⟨
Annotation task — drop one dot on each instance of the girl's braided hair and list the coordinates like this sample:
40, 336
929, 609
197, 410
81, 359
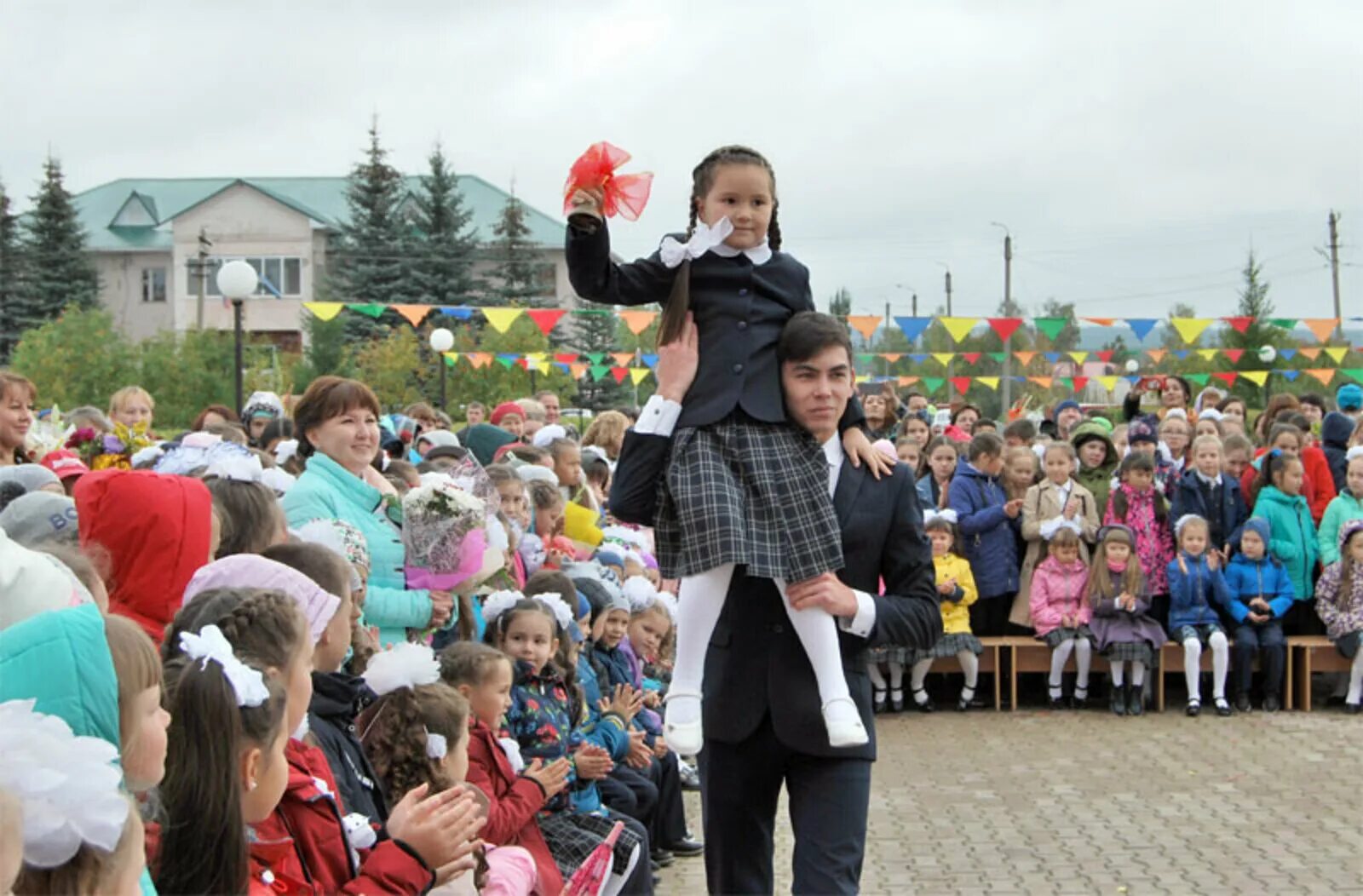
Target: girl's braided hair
702, 179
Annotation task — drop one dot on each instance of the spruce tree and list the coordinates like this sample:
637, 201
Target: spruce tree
370, 256
58, 271
443, 270
515, 261
9, 277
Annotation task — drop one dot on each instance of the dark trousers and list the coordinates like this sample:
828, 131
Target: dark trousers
740, 784
1265, 639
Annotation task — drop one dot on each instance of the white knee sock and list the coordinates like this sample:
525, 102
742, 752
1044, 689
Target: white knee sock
1220, 663
971, 666
1083, 658
1192, 668
917, 675
1355, 680
1060, 657
699, 604
818, 632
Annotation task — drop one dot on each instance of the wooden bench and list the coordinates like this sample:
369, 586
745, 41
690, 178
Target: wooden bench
988, 663
1032, 655
1312, 654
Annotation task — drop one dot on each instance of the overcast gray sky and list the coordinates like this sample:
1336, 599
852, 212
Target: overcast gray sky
1135, 154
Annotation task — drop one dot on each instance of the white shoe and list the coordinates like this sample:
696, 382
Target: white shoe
844, 723
686, 738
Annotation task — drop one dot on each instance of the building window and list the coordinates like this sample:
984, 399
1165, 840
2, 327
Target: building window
153, 284
279, 277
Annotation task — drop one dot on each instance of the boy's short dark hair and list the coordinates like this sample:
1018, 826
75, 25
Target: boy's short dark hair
985, 445
810, 332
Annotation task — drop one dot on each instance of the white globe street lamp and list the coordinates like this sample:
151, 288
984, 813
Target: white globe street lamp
236, 281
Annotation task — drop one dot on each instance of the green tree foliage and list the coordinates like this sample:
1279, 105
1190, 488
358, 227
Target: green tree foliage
443, 270
58, 271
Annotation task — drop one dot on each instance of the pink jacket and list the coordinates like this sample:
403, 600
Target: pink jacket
1058, 591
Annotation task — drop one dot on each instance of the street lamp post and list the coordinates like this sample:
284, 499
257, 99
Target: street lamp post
236, 281
440, 342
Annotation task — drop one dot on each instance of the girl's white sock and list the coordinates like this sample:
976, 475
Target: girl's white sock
1192, 668
1220, 663
1355, 693
818, 634
699, 604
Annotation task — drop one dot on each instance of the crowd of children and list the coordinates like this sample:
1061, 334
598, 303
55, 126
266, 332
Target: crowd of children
170, 613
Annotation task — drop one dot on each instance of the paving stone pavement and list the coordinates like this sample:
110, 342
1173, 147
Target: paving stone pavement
1083, 802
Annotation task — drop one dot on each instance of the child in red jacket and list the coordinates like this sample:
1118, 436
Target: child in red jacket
483, 675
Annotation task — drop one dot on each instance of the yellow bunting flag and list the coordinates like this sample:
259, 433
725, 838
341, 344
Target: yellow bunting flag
325, 311
638, 320
866, 325
958, 327
413, 313
1321, 327
501, 318
1190, 327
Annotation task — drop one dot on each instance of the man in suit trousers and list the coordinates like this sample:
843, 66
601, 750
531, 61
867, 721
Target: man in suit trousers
762, 722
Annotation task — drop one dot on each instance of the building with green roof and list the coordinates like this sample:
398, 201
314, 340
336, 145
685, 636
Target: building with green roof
145, 236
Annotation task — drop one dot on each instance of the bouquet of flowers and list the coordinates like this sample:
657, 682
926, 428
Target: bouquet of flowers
449, 534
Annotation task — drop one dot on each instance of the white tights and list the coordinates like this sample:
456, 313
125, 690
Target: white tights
699, 604
1193, 666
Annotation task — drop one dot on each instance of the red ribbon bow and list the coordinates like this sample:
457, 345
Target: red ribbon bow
595, 169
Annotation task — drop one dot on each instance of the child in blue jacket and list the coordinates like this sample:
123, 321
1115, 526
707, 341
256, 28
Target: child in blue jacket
1196, 582
1261, 594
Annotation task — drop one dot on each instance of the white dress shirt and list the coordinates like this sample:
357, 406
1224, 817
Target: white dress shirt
660, 417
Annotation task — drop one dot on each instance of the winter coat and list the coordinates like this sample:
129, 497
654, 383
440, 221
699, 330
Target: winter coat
327, 491
1042, 504
1058, 591
156, 531
1346, 507
956, 609
1115, 625
1335, 445
1226, 519
60, 659
1153, 536
1342, 612
987, 536
1294, 536
513, 805
1247, 579
311, 818
337, 698
1199, 595
1096, 480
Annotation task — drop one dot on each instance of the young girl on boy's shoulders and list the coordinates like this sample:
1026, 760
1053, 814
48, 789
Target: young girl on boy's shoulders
1122, 628
956, 591
1061, 613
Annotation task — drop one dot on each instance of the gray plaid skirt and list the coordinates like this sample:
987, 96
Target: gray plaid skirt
949, 646
751, 493
1056, 636
572, 836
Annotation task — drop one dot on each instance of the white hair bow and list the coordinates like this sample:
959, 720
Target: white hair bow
701, 241
404, 665
68, 784
210, 643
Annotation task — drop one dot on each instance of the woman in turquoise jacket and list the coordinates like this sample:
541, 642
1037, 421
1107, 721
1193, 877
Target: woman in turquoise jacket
337, 422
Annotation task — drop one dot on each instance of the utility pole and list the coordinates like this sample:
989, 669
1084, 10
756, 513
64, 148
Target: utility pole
1335, 270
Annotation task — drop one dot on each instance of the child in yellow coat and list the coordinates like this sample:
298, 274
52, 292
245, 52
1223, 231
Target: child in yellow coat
958, 591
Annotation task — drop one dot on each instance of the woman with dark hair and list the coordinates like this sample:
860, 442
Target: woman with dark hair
337, 422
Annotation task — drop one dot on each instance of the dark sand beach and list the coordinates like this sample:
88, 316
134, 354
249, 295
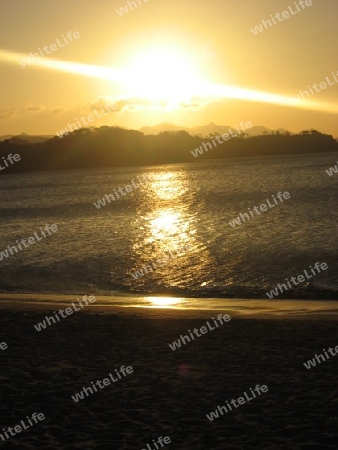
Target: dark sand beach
169, 392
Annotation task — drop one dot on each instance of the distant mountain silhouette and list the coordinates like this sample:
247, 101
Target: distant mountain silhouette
27, 137
112, 147
206, 130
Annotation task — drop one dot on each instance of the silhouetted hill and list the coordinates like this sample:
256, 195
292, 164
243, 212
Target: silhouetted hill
27, 137
112, 147
206, 130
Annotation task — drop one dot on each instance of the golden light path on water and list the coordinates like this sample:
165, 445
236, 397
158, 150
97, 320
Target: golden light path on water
212, 91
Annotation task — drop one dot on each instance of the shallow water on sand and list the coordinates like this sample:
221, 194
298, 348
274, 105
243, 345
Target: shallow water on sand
99, 250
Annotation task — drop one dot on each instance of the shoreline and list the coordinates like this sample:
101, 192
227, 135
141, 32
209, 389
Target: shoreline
157, 307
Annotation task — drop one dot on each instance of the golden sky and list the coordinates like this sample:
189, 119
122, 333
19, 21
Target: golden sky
179, 61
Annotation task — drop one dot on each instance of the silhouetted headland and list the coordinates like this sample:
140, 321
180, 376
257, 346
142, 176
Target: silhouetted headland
115, 147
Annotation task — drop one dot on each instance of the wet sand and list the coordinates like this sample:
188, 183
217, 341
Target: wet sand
169, 392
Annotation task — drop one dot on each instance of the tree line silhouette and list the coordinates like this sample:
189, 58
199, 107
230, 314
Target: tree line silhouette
113, 147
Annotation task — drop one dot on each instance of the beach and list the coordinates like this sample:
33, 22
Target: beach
169, 393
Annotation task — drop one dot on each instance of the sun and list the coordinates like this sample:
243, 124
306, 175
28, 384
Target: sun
163, 74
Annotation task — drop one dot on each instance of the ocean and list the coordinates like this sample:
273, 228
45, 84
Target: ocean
170, 233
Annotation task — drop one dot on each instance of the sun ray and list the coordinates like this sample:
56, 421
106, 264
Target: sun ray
153, 88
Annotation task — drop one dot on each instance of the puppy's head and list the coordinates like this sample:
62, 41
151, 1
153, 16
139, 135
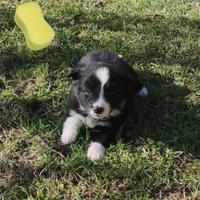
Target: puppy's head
102, 90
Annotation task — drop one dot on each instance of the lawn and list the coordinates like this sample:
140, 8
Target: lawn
158, 155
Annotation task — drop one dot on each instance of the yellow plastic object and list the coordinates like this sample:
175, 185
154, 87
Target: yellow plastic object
38, 33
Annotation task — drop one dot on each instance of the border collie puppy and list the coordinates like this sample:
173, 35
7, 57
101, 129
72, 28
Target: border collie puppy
103, 91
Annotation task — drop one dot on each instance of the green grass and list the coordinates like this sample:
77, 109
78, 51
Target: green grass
158, 156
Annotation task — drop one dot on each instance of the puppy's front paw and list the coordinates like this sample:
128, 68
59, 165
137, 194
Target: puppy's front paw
68, 136
96, 151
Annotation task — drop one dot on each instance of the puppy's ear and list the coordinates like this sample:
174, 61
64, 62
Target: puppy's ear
75, 74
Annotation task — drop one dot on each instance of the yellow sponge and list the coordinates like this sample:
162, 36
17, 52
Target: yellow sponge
38, 33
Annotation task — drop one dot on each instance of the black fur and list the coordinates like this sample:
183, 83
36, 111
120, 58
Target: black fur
122, 86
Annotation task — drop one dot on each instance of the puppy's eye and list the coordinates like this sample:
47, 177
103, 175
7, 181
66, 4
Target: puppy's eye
86, 92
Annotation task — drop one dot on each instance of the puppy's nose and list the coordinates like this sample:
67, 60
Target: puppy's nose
98, 110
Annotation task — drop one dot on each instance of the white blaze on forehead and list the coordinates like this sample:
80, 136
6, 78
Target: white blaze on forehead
103, 75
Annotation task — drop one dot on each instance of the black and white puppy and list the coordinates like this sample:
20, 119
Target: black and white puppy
103, 91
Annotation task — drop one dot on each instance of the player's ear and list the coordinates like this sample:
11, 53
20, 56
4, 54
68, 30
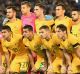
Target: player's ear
65, 32
64, 11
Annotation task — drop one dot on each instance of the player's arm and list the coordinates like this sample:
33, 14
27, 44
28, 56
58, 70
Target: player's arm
30, 56
49, 57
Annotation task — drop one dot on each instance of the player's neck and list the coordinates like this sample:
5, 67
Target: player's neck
31, 37
13, 19
64, 37
9, 39
41, 17
78, 21
61, 17
48, 37
27, 14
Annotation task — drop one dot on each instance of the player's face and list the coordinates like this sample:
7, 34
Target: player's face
75, 15
43, 33
26, 33
78, 52
10, 13
37, 11
59, 11
25, 9
60, 33
6, 34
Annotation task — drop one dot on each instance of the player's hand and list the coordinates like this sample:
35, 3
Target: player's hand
8, 70
63, 69
69, 71
50, 68
2, 70
33, 69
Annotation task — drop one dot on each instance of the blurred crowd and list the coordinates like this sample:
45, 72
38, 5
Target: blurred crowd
49, 4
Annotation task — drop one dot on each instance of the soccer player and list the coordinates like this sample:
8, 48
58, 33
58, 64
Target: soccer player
14, 23
34, 43
68, 44
27, 16
61, 18
76, 20
2, 68
51, 43
41, 20
14, 44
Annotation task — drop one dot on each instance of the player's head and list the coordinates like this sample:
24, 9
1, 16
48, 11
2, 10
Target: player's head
75, 14
77, 50
44, 31
59, 10
11, 12
6, 32
25, 7
27, 31
39, 9
61, 31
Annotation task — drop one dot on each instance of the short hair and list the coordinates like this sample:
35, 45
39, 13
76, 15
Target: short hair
11, 7
76, 9
6, 27
44, 27
62, 27
29, 27
26, 3
62, 5
40, 5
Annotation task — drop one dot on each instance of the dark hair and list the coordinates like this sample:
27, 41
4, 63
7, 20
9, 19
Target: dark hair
26, 3
44, 27
41, 6
11, 7
62, 5
6, 27
76, 9
29, 27
62, 27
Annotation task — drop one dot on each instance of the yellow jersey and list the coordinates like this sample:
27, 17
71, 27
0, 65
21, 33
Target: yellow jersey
69, 43
76, 29
34, 45
53, 44
39, 23
15, 45
66, 21
16, 26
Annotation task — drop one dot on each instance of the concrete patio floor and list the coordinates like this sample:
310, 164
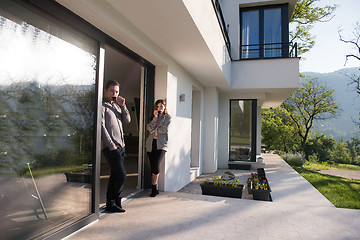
⟩
* [Your goal] Swap "yellow jersey" for "gold jersey" in everything from the line containing "the player's head" down to the end of the records, changing nothing else. Reproduce those lines with the swap made, but leave the pictures out.

* [Solution to this task]
Annotation task — drop one dot on each instance of the player's head and list the coordinates like this sample:
24, 9
1, 16
48, 11
2, 10
Target: player's head
75, 14
77, 50
44, 31
59, 10
11, 12
6, 32
25, 7
27, 31
39, 9
61, 31
Annotation task — drop one dot on each instance of the short hair and list the coordinates like this sample:
35, 45
39, 13
76, 15
Target: short hair
11, 7
76, 9
6, 27
44, 27
62, 27
29, 27
26, 3
62, 5
40, 5
Annotation task — drop one dot on each instance of the dark hair and list the coordinates like this sample:
27, 41
4, 63
7, 20
9, 19
Target: dark hair
26, 3
44, 27
41, 6
11, 7
62, 5
6, 27
76, 9
29, 27
62, 27
Annotation task — drop one dot on each instance of the gold jersey and list the coordinates like this sample:
27, 17
71, 27
0, 65
21, 33
Target: gold jersey
69, 43
76, 29
34, 45
53, 44
39, 23
15, 45
66, 21
16, 26
Annotation task — drop one dot on each instance of the concrete patio floor and list the coordinates like this sample:
310, 164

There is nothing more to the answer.